## WHAT IS BEING ASKED
Return each line below exactly as it reads, and omit any image in it.

## SUPPLIED ENTRIES
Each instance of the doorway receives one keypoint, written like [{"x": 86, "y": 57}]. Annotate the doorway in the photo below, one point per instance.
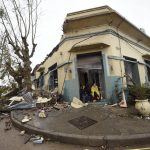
[{"x": 90, "y": 70}]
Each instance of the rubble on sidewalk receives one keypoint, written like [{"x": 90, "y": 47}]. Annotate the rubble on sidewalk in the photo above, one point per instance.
[
  {"x": 42, "y": 114},
  {"x": 22, "y": 133},
  {"x": 8, "y": 124},
  {"x": 26, "y": 119}
]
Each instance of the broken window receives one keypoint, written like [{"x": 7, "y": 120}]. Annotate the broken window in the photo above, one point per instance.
[
  {"x": 53, "y": 77},
  {"x": 131, "y": 71},
  {"x": 41, "y": 80},
  {"x": 148, "y": 69}
]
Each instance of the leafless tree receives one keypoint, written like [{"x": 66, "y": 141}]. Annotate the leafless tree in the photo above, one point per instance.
[{"x": 19, "y": 24}]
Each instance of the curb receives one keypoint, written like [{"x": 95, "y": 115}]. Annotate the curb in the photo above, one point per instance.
[{"x": 107, "y": 140}]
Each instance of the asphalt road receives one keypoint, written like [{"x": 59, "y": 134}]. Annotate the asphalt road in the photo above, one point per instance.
[{"x": 12, "y": 140}]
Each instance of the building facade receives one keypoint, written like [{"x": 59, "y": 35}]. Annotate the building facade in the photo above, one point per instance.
[{"x": 98, "y": 45}]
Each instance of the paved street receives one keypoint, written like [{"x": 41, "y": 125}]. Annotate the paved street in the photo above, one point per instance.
[{"x": 11, "y": 140}]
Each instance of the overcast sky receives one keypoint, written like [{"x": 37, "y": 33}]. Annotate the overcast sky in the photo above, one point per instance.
[{"x": 54, "y": 12}]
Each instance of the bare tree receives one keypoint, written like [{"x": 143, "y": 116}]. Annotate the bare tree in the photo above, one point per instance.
[
  {"x": 19, "y": 21},
  {"x": 10, "y": 66}
]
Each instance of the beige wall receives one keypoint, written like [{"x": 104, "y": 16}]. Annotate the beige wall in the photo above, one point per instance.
[{"x": 62, "y": 55}]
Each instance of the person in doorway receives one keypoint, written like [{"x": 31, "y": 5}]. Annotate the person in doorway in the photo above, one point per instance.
[{"x": 95, "y": 92}]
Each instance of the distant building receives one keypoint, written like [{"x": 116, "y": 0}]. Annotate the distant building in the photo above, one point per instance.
[{"x": 98, "y": 45}]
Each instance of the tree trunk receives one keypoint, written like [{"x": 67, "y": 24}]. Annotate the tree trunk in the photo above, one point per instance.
[{"x": 27, "y": 75}]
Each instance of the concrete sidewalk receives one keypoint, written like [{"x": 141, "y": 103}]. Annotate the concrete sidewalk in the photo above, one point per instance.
[{"x": 115, "y": 126}]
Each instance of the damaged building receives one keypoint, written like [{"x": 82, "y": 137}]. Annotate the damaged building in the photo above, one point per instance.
[{"x": 98, "y": 46}]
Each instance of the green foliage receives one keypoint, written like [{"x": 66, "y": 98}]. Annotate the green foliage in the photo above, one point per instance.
[{"x": 139, "y": 92}]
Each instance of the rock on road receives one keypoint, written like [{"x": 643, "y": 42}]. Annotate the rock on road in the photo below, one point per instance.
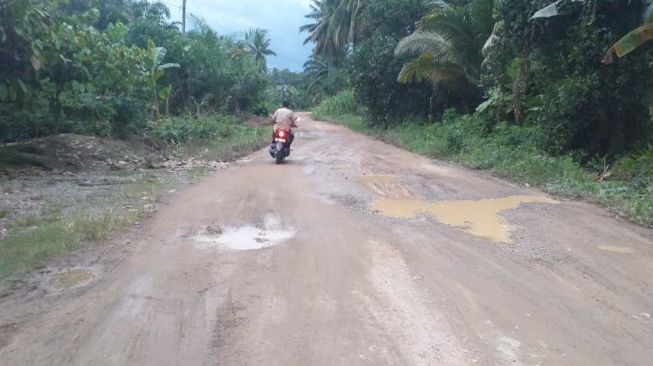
[{"x": 354, "y": 252}]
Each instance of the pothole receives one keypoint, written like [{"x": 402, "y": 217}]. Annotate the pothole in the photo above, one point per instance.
[
  {"x": 480, "y": 218},
  {"x": 245, "y": 237},
  {"x": 71, "y": 279}
]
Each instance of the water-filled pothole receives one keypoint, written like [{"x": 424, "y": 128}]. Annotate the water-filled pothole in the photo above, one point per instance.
[
  {"x": 480, "y": 218},
  {"x": 246, "y": 237}
]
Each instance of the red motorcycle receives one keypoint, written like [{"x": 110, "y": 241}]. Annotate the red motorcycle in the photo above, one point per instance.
[{"x": 279, "y": 150}]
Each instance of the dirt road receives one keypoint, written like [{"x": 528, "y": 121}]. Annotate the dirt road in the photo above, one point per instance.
[{"x": 352, "y": 253}]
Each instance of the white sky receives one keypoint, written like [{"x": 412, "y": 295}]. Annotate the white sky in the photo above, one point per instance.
[{"x": 232, "y": 17}]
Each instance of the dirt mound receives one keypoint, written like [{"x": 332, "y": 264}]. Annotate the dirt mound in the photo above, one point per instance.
[{"x": 73, "y": 153}]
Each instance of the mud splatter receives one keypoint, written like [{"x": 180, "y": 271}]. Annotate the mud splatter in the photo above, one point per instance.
[{"x": 480, "y": 218}]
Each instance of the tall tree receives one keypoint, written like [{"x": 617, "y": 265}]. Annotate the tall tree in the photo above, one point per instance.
[
  {"x": 447, "y": 47},
  {"x": 335, "y": 26},
  {"x": 258, "y": 45}
]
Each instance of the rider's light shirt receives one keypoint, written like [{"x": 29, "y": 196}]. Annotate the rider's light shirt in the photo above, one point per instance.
[{"x": 283, "y": 119}]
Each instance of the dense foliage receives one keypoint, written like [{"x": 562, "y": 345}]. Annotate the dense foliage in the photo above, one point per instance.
[
  {"x": 511, "y": 60},
  {"x": 107, "y": 67},
  {"x": 551, "y": 93}
]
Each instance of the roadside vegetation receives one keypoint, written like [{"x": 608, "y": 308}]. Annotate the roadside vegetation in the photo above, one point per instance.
[
  {"x": 118, "y": 70},
  {"x": 548, "y": 94}
]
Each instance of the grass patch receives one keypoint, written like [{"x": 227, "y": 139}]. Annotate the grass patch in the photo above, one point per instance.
[
  {"x": 31, "y": 243},
  {"x": 512, "y": 152}
]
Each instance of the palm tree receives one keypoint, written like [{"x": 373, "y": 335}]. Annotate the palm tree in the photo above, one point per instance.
[
  {"x": 335, "y": 25},
  {"x": 316, "y": 71},
  {"x": 259, "y": 46},
  {"x": 447, "y": 47}
]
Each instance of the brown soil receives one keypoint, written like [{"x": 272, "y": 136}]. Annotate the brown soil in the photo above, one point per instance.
[{"x": 299, "y": 264}]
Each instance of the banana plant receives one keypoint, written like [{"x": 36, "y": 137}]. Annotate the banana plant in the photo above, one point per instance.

## REPLY TO THE EXERCISE
Each instance of the doorway receives one keypoint, written like [{"x": 86, "y": 57}]. Annotate the doorway in the photo below, one point per instance.
[{"x": 90, "y": 70}]
Each instance of the rubble on sidewalk receives one keypoint, written like [{"x": 90, "y": 47}]. Annotate the rubble on sidewalk in the photo above, one point per instance.
[
  {"x": 42, "y": 114},
  {"x": 22, "y": 133},
  {"x": 8, "y": 124},
  {"x": 26, "y": 119}
]
Each instance of the broken window receives one keypoint, written like [{"x": 7, "y": 120}]. Annotate the broken window in the photo above, one point per instance.
[
  {"x": 53, "y": 77},
  {"x": 131, "y": 71},
  {"x": 41, "y": 80},
  {"x": 148, "y": 69}
]
Each instance of the leafless tree receives one keypoint, written like [{"x": 66, "y": 141}]. Annotate the leafless tree in the photo above, one point per instance.
[{"x": 19, "y": 24}]
Each instance of the curb receives one keypoint, written like [{"x": 95, "y": 115}]. Annotate the curb in the photo above, one point per instance.
[{"x": 107, "y": 140}]
Each instance of the asphalt road receives one keypoint, written like [{"x": 59, "y": 134}]. Annotate the asphalt road in the photo above, one point per instance.
[{"x": 12, "y": 140}]
Each instance of the building facade receives one keypoint, written like [{"x": 59, "y": 35}]. Annotate the building facade in the photo above, one point per instance.
[{"x": 98, "y": 45}]
Each instance of the paved street receives one keypoint, written like [{"x": 41, "y": 125}]. Annotate the paved street in the photo above, one point per instance.
[{"x": 11, "y": 140}]
Each instance of the overcast sky receives one keypoint, written like [{"x": 37, "y": 33}]. Annotate the overcast sky in the photo above, one point per instance.
[{"x": 54, "y": 12}]
Each instance of the bare tree receives one keypoint, written like [{"x": 143, "y": 116}]. Annotate the bare tree in the photo above, one point per instance.
[
  {"x": 19, "y": 21},
  {"x": 10, "y": 66}
]
Each instance of the beige wall receives one keypoint, written like [{"x": 104, "y": 16}]. Annotate the beige wall in the photo above, one point per instance.
[{"x": 62, "y": 55}]
Each instance of the person in doorway receives one keypoint, written like [{"x": 31, "y": 5}]. Annotate the person in doorway in the photo above, one point per instance.
[{"x": 95, "y": 92}]
Each instance of the distant building receives one keypoint, written like [{"x": 116, "y": 0}]. Annotate the distant building in the photo above, one point per instance.
[{"x": 98, "y": 45}]
Each instance of the tree trunk receives one keypoint, written like [{"x": 67, "y": 24}]. Annotate the tree trunk in the photo above, one point per instance.
[{"x": 27, "y": 75}]
Each instance of the concrete sidewalk receives one keypoint, written like [{"x": 141, "y": 103}]. Annotate the concrete sidewalk in the photo above, one point per instance.
[{"x": 115, "y": 126}]
Each instance of the damaged building receives one keypoint, written like [{"x": 82, "y": 137}]. Annotate the damaged building in the photo above, one point per instance.
[{"x": 98, "y": 46}]
Each instance of the green foliage receives one keypoint, written like [{"x": 66, "y": 98}]. Annotate the green foliage in the photo above, one point per instance.
[{"x": 139, "y": 92}]
Each instance of the rock on road receives one keypoint, written like [{"x": 643, "y": 42}]. Annotate the rock on road in the photo below, one point per instance.
[{"x": 354, "y": 252}]
Each instance of the pothole receives one keypoint, written like [{"x": 402, "y": 217}]. Annotate the pothole in the photo above, one point per instance.
[
  {"x": 480, "y": 218},
  {"x": 245, "y": 237},
  {"x": 71, "y": 279}
]
Each instance of the water-filled pothole receives one keypoint, written like [{"x": 424, "y": 128}]. Annotate the water-filled pothole in the photo above, one point per instance.
[
  {"x": 480, "y": 218},
  {"x": 246, "y": 237}
]
Each instance of the red motorcycle receives one keypoint, written like [{"x": 110, "y": 241}]. Annotate the red motorcycle in the photo above, one point per instance.
[{"x": 279, "y": 150}]
Each instance of the dirt road receives one keypoint, written like [{"x": 528, "y": 121}]. Annotate the dirt road in the photo above, one point per instance.
[{"x": 352, "y": 253}]
Each instance of the white sky receives one keypoint, written like [{"x": 412, "y": 295}]. Annotate the white sky in the photo above, one point per instance.
[{"x": 232, "y": 17}]
Each instance of the dirt mound receives one keypoint, written like [{"x": 332, "y": 264}]. Annotate the dirt mound in the photo above, one point per instance.
[{"x": 73, "y": 153}]
Each instance of the mud splatter receives one keypoint, written like [{"x": 180, "y": 271}]. Annotate the mud splatter in the photo above, one point per instance.
[{"x": 480, "y": 218}]
Each instance of the tall tree receives one keypoint, written like [{"x": 617, "y": 265}]. Annotate the tall tree in the photo above, one point per instance.
[
  {"x": 447, "y": 47},
  {"x": 335, "y": 26},
  {"x": 258, "y": 45}
]
Each instance of the rider's light shirt receives one keypoint, written like [{"x": 29, "y": 196}]. Annotate the rider's light shirt in the photo above, one point per instance.
[{"x": 283, "y": 119}]
Each instance of the dense foliage receives one keypoint, written like [{"x": 562, "y": 345}]. Annotate the dense foliage in the photo above, one point per instance.
[
  {"x": 511, "y": 60},
  {"x": 107, "y": 67},
  {"x": 551, "y": 93}
]
Each instance of the roadside vegetation receives one keypoint, written like [{"x": 608, "y": 308}]. Annotate the roadside vegetation in the photo above, one point per instance.
[
  {"x": 118, "y": 70},
  {"x": 548, "y": 94}
]
Each instance of the grass patch receives one keypoint, written like [{"x": 227, "y": 139}]. Annotate the grass patch in the photo above, one point per instance.
[
  {"x": 31, "y": 243},
  {"x": 512, "y": 152}
]
Each instance of the palm tree receives one keypoint, written like [{"x": 373, "y": 335}]. Annotate the palm tree in the photo above, one point per instance.
[
  {"x": 335, "y": 25},
  {"x": 316, "y": 71},
  {"x": 259, "y": 46},
  {"x": 447, "y": 47}
]
Each instance of the brown soil receives one keypoint, written like [{"x": 272, "y": 136}]. Annotate the brown soil in the photo above, one point per instance.
[{"x": 299, "y": 264}]
Each instance of the banana plant receives one keypoint, written like [{"x": 36, "y": 137}]. Annotate the banana plant in the photo above, one point per instance.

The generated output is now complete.